TEXTE DU DOCUMENT —
/---

Triumph
Allied Forces
Produit par Triumph
1- Fool For Your Love / 2- Magic Power / 3- Air Raid / 4- Allied Forces / 5- Hot Time (In This City Tonight) / 6- Fight the Good Fight / 7- Ordinary Man / 8- Petite Etude / 9- Say Goodbye


En mai 1983 à San Bernardino (Californie), le US Festival rassemble la crème du rock, avec une journée spéciale pour les plus grandes formations du Hard-rock et du Metal (le "Heavy Metal Day" du 29 mai), de Scorpions à Judas Priest en passant par Van Halen, Ozzy Osbourne ou encore Mötley Crüe. La foule est compacte, il s’agit des groupes les plus plébiscités par le public américain, parmi lesquels on retrouve les Canadiens de Triumph dont la performance sera publiée en 2003 (Live at the Us Festival).
Difficile de se rendre compte de l’enthousiasme outre-Atlantique tant le combo est relativement peu connu en Europe, notamment en France (mais les compatriotes de Rush subissent également ce manque de reconnaissance, dans une moindre mesure tout de même). Pourtant, depuis la fin des années 1970, le trio est incontournable et trône au sommet des affiches ainsi qu’au milieu des stades. Bien sûr, la qualité de leur Hard-rock d’abord teinté de progressif puis plus grand public, tel qu’on a pu l’entendre sur les quatre premiers opus, et le jeu fantastique de Rick Emmett (un guitariste hors-pair), ont permis d’inscrire le groupe dans les cœurs mélomanes (voire même au-delà). Mais la gloire - la vraie, la grande – ne pouvait être atteinte qu’avec un véritable chef-d’œuvre ; c’est chose faite en 1981 grâce au sublime Allied Forces et sa Flying V rutilante en couverture.

\---

CONSIGNE 1 — D'après la chronique sur l'album Allied Forces, en quelle année la prestation de Triumph au US Festival a-t-elle été publiée ?
Le texte et les entrées n'ont aucun rapport entre eux.

MATÉRIEL FOURNI —
/---

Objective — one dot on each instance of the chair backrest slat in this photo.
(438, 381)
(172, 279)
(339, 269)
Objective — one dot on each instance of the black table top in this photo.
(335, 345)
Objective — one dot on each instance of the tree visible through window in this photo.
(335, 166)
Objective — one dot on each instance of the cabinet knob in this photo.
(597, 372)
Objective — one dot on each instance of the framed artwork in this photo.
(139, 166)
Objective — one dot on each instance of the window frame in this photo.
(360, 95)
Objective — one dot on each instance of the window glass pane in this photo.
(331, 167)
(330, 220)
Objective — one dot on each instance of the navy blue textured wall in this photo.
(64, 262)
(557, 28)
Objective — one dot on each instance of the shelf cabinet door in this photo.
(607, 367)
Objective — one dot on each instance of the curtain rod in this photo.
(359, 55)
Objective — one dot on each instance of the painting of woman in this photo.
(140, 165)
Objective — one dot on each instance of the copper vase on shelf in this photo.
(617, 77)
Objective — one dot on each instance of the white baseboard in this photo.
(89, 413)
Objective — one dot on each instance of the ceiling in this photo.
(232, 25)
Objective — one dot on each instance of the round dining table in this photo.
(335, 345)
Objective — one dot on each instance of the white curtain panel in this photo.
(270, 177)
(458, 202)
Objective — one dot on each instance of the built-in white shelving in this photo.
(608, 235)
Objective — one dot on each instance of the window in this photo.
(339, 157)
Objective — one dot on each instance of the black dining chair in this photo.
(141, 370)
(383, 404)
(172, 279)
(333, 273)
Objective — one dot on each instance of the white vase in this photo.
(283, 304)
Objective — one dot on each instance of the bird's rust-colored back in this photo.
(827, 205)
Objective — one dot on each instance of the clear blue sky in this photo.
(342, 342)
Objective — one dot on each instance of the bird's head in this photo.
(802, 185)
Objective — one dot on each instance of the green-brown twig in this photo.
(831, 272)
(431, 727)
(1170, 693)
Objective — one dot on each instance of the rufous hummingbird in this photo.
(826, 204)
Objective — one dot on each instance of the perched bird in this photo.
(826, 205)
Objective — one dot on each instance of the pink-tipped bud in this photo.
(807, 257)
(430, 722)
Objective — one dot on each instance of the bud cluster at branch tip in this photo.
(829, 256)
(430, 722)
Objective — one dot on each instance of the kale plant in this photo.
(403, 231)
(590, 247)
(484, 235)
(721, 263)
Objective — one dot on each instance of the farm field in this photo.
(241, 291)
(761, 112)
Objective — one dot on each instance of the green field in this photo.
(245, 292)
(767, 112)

\---

CONSIGNE 2 — Relevez chaque ligne des entrées qui contient la chaîne "black", en respectant la casse.

CORRIGÉ 1 — En 2003, sous le titre Live at the Us Festival.

CORRIGÉ 2 —
Objective — one dot on each instance of the black table top in this photo.
Objective — one dot on each instance of the black dining chair in this photo.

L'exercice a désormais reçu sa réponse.